→ What the task requires
Reproduce all of the data exactly.

▼

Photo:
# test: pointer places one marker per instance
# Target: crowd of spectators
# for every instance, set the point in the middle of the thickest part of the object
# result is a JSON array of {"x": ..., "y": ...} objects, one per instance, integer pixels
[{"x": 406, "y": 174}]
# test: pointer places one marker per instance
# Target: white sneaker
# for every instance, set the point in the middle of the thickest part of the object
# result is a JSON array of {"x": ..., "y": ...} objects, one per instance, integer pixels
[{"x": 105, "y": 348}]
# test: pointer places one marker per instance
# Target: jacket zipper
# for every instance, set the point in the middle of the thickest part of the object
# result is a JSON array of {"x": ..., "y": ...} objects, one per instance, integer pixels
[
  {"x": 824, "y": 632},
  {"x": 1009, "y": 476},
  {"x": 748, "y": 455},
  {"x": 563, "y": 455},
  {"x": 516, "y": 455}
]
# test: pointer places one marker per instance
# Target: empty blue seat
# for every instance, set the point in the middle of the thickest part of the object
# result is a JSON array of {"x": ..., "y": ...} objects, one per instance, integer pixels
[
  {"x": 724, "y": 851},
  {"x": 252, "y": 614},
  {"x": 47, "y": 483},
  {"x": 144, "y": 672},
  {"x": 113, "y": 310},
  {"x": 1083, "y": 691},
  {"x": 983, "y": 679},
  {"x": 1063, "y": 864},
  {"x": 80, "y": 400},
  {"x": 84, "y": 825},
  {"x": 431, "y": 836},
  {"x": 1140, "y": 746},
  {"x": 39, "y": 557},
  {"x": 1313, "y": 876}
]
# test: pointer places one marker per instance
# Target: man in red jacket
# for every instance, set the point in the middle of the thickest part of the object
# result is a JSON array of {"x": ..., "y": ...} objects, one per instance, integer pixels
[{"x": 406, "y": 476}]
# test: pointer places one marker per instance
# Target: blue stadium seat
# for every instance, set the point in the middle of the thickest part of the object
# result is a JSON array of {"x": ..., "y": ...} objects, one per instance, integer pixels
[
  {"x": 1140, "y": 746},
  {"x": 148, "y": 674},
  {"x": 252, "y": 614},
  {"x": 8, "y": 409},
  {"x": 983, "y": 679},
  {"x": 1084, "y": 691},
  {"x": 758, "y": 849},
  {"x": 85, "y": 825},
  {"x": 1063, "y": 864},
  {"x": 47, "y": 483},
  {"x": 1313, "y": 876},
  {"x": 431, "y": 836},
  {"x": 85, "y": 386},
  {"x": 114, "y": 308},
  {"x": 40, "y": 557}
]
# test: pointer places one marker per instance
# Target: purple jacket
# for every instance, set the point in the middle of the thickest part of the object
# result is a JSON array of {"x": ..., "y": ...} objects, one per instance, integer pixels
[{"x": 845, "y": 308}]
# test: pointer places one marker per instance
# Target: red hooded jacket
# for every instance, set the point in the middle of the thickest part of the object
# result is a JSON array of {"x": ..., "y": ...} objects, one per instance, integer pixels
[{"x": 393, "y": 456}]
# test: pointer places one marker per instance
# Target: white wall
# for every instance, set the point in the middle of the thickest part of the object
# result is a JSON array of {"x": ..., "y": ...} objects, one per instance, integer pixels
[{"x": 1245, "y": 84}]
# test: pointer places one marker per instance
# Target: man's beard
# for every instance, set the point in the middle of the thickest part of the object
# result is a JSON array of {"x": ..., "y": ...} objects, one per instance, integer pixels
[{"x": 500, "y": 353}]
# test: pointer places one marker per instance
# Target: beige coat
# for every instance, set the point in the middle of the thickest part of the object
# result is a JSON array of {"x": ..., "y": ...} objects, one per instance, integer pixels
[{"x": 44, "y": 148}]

▲

→ Result
Photo:
# test: pointer places one marker per instance
# Target: crowd of spectators
# for every instance, set the point in the middle of the thickest part of the object
# result is a JSON array of {"x": ..., "y": ...} objects, one per instance, integer pixels
[{"x": 406, "y": 174}]
# test: pointer places one marker per instance
# Target: white sneaker
# for every instance, set the point in the middle of the thickest part of the object
# result is a JSON array of {"x": ..., "y": ...} objects, one per instance, integer pixels
[{"x": 105, "y": 348}]
# test: pointer places one marker per instance
# Target: jacket zipper
# for every instance, set the point in the middle of the thickest part of the object
# result is a JSON array of {"x": ..., "y": ...} objects, one per instance, integer pixels
[
  {"x": 824, "y": 632},
  {"x": 1009, "y": 476},
  {"x": 748, "y": 455},
  {"x": 563, "y": 455},
  {"x": 516, "y": 455}
]
# test: pointer places one marker per instance
# Target: empty blue seat
# for every instance, set the point in the middle of the thickest part of the object
# result is a JSON array of {"x": ..., "y": ...} objects, one per instance, integer pixels
[
  {"x": 724, "y": 851},
  {"x": 252, "y": 614},
  {"x": 47, "y": 483},
  {"x": 144, "y": 672},
  {"x": 113, "y": 310},
  {"x": 1083, "y": 691},
  {"x": 983, "y": 679},
  {"x": 1063, "y": 864},
  {"x": 80, "y": 400},
  {"x": 84, "y": 825},
  {"x": 431, "y": 836},
  {"x": 1140, "y": 746},
  {"x": 39, "y": 557},
  {"x": 1313, "y": 876}
]
# test: pointer places one marker per instance
# Target: man in red jacket
# for every instance, set the point in the middle of the thickest part of the object
# result is a JSON array of {"x": ..., "y": ...} objects, one per instance, integer pixels
[{"x": 406, "y": 476}]
# test: pointer places one marker per instance
# Target: blue stadium seat
# for every instance, set the point in the middle of the thickest part of the object
# result is a JSON array of {"x": ..., "y": ...} objects, one per instance, integer pixels
[
  {"x": 1140, "y": 746},
  {"x": 148, "y": 674},
  {"x": 252, "y": 614},
  {"x": 8, "y": 409},
  {"x": 983, "y": 679},
  {"x": 1084, "y": 691},
  {"x": 758, "y": 849},
  {"x": 85, "y": 825},
  {"x": 1063, "y": 864},
  {"x": 47, "y": 483},
  {"x": 1313, "y": 876},
  {"x": 431, "y": 836},
  {"x": 85, "y": 386},
  {"x": 114, "y": 308},
  {"x": 40, "y": 557}
]
# test: pointer places one marker per instance
# Target: purple jacket
# for every instance, set the point in the middle of the thickest part of the object
# result is a JSON array of {"x": ..., "y": ...} objects, one per instance, integer pixels
[{"x": 845, "y": 308}]
# test: pointer places one marker per instance
# Target: red hooded jacket
# for every instance, set the point in the middle of the thickest part of the object
# result is a JSON array of {"x": ..., "y": ...} objects, one per instance, integer pixels
[{"x": 393, "y": 456}]
# test: pointer places one marker per instance
# Target: white wall
# for every instance, set the point in the middle of the thickest part of the object
# result is a JSON array of {"x": ..., "y": ...} objects, one per instance, integer pixels
[{"x": 1245, "y": 84}]
# test: pointer places one marker per instance
# Target: man's beard
# for every instance, set the point in the middle of the thickest part of the object
# result is a JSON array of {"x": ..., "y": ...} objects, one per instance, integer pixels
[{"x": 500, "y": 353}]
# test: pointer places one marker per instance
# Target: beige coat
# for every instance, set the point in the middle of the thickest part of the object
# result is a JSON array of {"x": ..., "y": ...} objects, one per instance, integer pixels
[{"x": 44, "y": 148}]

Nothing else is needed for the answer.